▶ **INPUT MATERIAL**:
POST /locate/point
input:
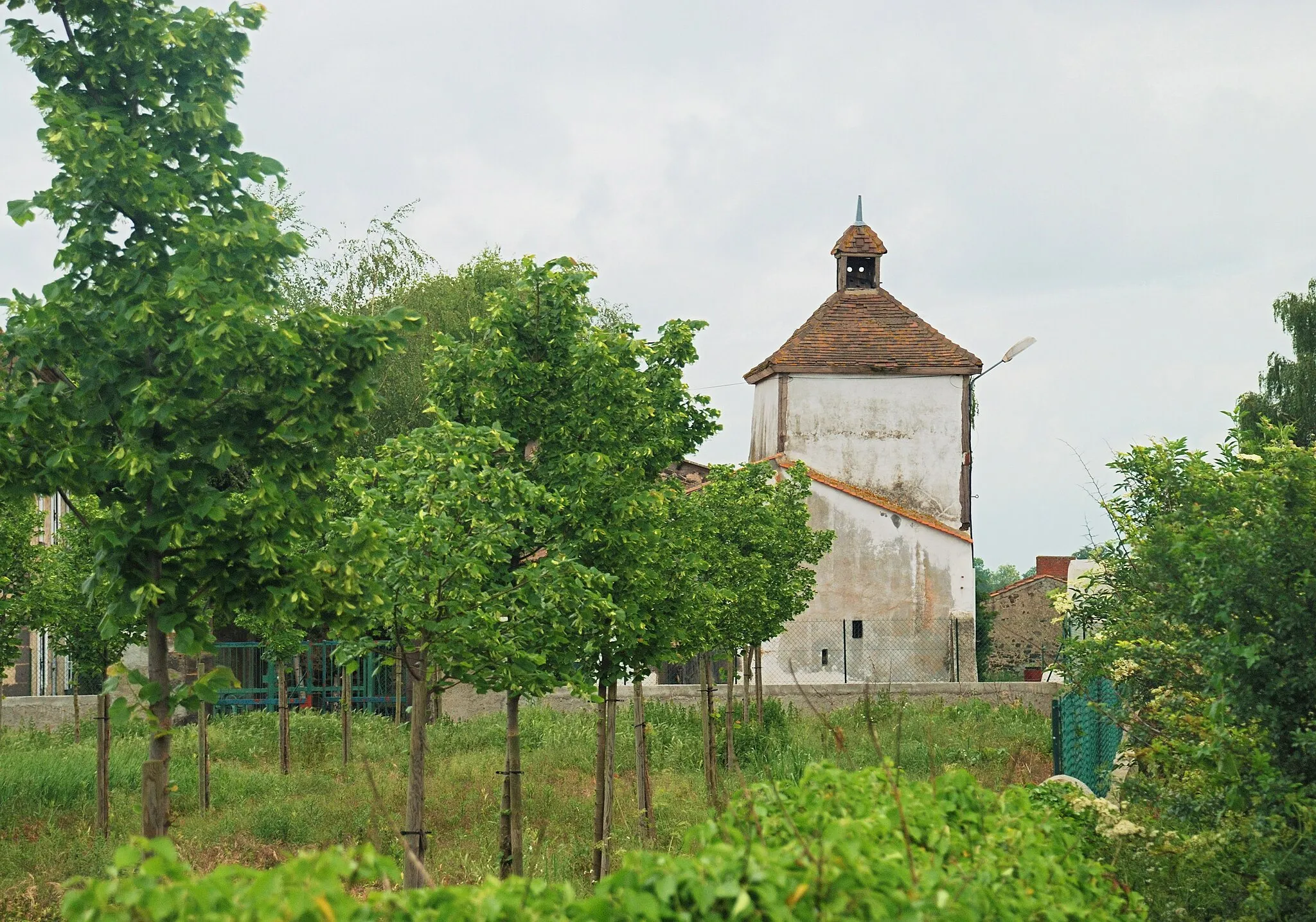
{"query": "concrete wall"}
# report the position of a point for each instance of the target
==
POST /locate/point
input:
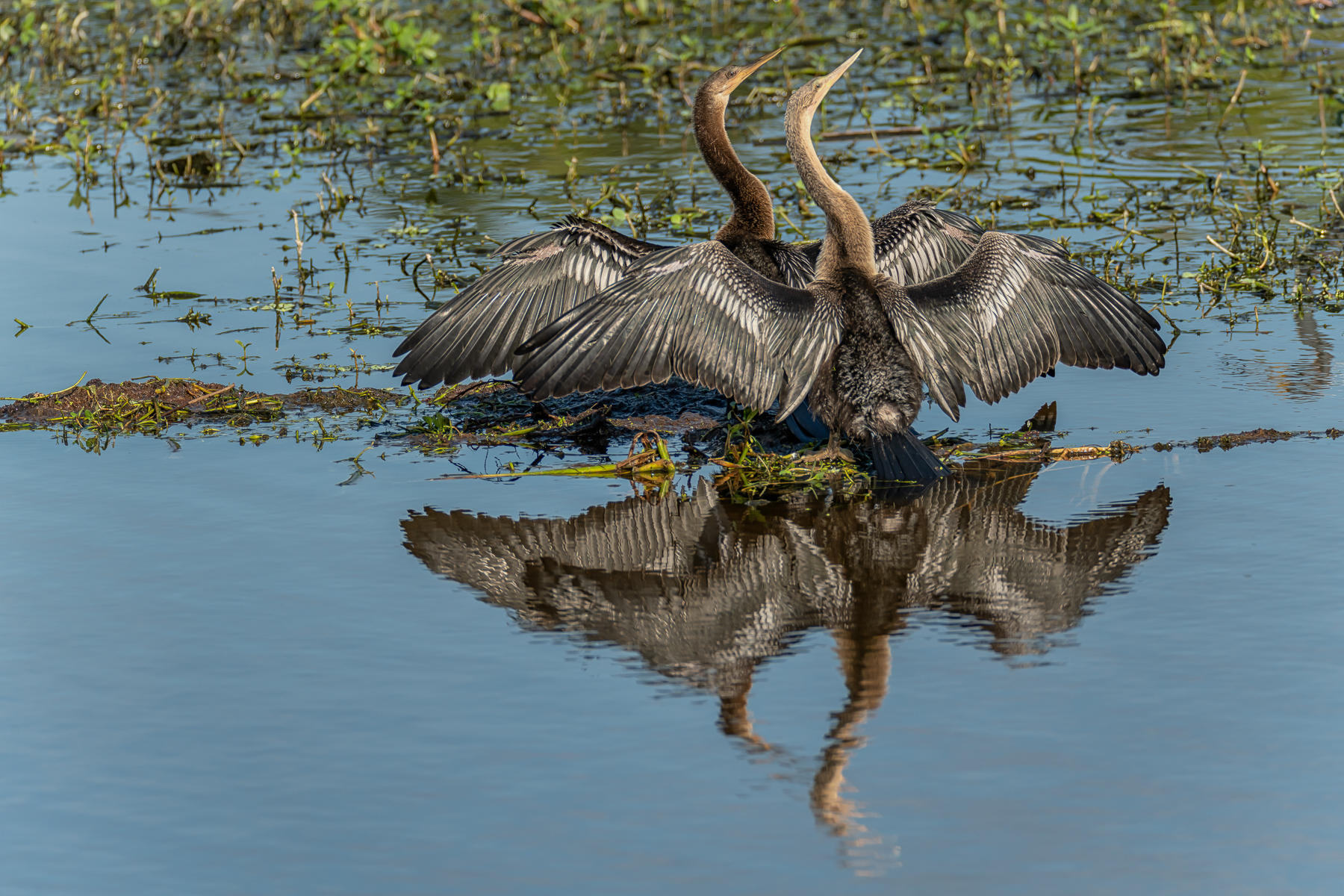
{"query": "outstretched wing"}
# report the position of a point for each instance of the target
...
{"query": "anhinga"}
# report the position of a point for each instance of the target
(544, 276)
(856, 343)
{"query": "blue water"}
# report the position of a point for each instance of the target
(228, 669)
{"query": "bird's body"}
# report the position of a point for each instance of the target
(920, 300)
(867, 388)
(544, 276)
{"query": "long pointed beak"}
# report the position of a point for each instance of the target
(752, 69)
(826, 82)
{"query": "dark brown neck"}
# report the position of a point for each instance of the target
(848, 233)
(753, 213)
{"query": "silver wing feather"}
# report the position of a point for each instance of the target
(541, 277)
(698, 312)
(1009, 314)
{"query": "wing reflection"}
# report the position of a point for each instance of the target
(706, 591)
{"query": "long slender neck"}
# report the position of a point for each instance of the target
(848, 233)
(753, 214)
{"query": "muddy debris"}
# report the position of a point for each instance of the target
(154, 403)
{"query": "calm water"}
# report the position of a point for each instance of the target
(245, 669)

▶ **WORK REQUIRED**: Extract every line from the items above that contains the string "query". Uppercase and lowercase letters count as different.

▶ **EXPECTED ANSWER**:
{"query": "concrete wall"}
{"query": "outstretched wing"}
{"query": "anhinga"}
{"query": "blue water"}
{"query": "bird's body"}
{"query": "long pointed beak"}
{"query": "dark brown neck"}
{"query": "silver wing feather"}
{"query": "wing reflection"}
{"query": "long slender neck"}
{"query": "muddy debris"}
{"query": "calm water"}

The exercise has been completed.